--- START ---

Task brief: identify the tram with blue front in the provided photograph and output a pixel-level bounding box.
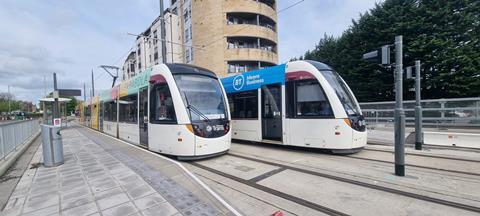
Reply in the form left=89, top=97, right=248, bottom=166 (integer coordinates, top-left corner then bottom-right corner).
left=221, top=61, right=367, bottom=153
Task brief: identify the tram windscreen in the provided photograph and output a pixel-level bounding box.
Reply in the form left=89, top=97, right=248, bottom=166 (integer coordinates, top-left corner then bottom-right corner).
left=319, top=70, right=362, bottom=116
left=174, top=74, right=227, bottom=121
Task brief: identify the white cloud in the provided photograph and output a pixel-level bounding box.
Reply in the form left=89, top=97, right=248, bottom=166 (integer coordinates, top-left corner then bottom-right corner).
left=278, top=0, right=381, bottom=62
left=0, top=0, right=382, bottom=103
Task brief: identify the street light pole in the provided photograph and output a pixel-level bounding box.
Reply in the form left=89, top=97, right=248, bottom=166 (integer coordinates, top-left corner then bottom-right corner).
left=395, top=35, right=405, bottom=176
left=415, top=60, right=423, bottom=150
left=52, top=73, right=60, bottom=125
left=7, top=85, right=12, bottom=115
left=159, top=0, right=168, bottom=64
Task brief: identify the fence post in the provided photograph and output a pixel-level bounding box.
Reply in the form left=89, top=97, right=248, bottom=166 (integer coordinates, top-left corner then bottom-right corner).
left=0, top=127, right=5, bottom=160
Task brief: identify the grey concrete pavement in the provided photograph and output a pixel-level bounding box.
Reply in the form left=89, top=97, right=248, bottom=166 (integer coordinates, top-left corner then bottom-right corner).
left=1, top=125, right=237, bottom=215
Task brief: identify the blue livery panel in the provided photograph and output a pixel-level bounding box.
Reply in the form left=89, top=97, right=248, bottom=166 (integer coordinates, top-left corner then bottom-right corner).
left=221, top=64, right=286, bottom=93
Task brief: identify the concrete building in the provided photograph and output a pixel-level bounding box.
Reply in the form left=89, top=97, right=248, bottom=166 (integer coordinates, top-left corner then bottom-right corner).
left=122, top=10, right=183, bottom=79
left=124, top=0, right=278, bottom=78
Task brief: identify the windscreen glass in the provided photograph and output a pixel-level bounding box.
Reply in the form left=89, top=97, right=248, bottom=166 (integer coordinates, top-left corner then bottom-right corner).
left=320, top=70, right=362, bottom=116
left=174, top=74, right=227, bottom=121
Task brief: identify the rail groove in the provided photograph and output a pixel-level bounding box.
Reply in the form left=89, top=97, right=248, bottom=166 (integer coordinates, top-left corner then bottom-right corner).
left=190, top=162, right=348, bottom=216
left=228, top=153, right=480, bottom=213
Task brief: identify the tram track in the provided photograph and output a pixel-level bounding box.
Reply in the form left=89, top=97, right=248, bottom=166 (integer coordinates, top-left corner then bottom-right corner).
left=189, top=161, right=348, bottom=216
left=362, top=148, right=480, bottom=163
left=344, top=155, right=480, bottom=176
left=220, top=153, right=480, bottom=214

--- END ---
--- START ---

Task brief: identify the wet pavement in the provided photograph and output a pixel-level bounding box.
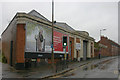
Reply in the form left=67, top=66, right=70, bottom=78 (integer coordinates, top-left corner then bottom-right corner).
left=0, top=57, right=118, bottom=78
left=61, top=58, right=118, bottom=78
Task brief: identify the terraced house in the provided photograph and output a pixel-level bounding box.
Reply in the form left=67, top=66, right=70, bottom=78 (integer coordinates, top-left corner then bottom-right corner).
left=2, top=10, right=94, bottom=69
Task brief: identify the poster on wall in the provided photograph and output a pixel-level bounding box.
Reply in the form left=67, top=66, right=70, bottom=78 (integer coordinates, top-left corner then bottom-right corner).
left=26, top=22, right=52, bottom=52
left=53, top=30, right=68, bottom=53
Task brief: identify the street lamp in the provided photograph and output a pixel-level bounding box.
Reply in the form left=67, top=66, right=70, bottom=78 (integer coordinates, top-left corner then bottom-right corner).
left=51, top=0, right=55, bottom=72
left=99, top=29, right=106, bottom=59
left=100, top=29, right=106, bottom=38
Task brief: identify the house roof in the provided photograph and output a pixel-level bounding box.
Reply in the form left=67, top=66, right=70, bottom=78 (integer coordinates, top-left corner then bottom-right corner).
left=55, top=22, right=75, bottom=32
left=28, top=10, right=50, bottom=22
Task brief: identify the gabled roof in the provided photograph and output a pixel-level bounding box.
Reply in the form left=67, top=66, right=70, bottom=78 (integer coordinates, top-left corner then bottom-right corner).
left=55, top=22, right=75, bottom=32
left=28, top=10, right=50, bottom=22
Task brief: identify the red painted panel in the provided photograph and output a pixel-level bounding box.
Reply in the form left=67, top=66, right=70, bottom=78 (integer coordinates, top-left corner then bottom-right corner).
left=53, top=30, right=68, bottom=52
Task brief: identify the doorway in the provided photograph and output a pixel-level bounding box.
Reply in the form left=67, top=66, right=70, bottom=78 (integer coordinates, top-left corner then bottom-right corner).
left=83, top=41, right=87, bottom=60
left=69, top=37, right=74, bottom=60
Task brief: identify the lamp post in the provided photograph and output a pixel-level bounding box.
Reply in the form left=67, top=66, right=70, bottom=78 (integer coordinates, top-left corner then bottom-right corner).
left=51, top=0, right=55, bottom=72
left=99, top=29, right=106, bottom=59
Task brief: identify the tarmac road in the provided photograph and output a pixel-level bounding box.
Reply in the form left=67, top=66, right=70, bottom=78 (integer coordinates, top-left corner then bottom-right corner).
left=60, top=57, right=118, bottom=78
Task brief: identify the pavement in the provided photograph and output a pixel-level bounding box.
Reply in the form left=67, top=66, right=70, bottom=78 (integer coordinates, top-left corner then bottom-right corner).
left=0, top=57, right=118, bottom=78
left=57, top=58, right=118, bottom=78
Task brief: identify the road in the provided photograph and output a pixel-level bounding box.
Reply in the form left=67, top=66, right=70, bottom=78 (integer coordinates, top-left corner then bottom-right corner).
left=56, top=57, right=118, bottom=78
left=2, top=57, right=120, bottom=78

--- END ---

→ Direction: Write out the lines of the records above, starting at the line that contains "Task brief: identify the tram with" and ending with the line that contains "left=1, top=125, right=237, bottom=215". Omit the pictures.

→ Full solution:
Task brief: identify the tram with blue front in the provided photograph and output a pixel-level bounding box.
Reply in the form left=89, top=97, right=248, bottom=166 (integer coordinates, top-left corner then bottom-right corner).
left=221, top=61, right=367, bottom=153
Task brief: identify the tram windscreen in the provided photograph and output a pixel-level bounding box.
Reply in the form left=89, top=97, right=248, bottom=166 (integer coordinates, top-left corner then bottom-right corner).
left=319, top=70, right=362, bottom=116
left=174, top=74, right=227, bottom=121
Task brief: identify the white cloud in the provided photograph and output a pixel-level bounding box.
Reply in the form left=89, top=97, right=248, bottom=166 (integer coordinates, top-left corner then bottom-right corner).
left=278, top=0, right=381, bottom=62
left=0, top=0, right=382, bottom=103
Task brief: identify the street light pole in the provided photograph and output a pixel-level bounding box.
Reply in the form left=89, top=97, right=248, bottom=166 (integer coordinates, top-left corner then bottom-right corner).
left=395, top=35, right=405, bottom=176
left=415, top=60, right=423, bottom=150
left=52, top=73, right=60, bottom=125
left=7, top=85, right=12, bottom=115
left=159, top=0, right=168, bottom=64
Task brief: identify the fence post in the provided photograph and output a pixel-level bounding box.
Reply in the form left=89, top=97, right=248, bottom=166 (integer coordinates, top-left corner then bottom-right corner).
left=0, top=127, right=5, bottom=160
Task brief: identify the grey concrete pavement in the provided photograph and output a pixel-level bounding box.
Reply in the form left=89, top=97, right=248, bottom=166 (integer coordinates, top-left corner then bottom-right corner).
left=1, top=125, right=237, bottom=215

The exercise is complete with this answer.